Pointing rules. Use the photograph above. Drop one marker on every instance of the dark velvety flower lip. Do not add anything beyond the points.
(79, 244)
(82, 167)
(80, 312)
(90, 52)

———

▸ **INSTRUCTION**
Rewrite the listing above with "velvety" switched to "glossy", leaving everything else unchanged.

▸ **RESULT**
Pointing rules. Use the photograph above. Drop one marker on every instance of the dark glossy flower lip. Do not add anything beyond the points.
(79, 244)
(82, 167)
(80, 312)
(90, 52)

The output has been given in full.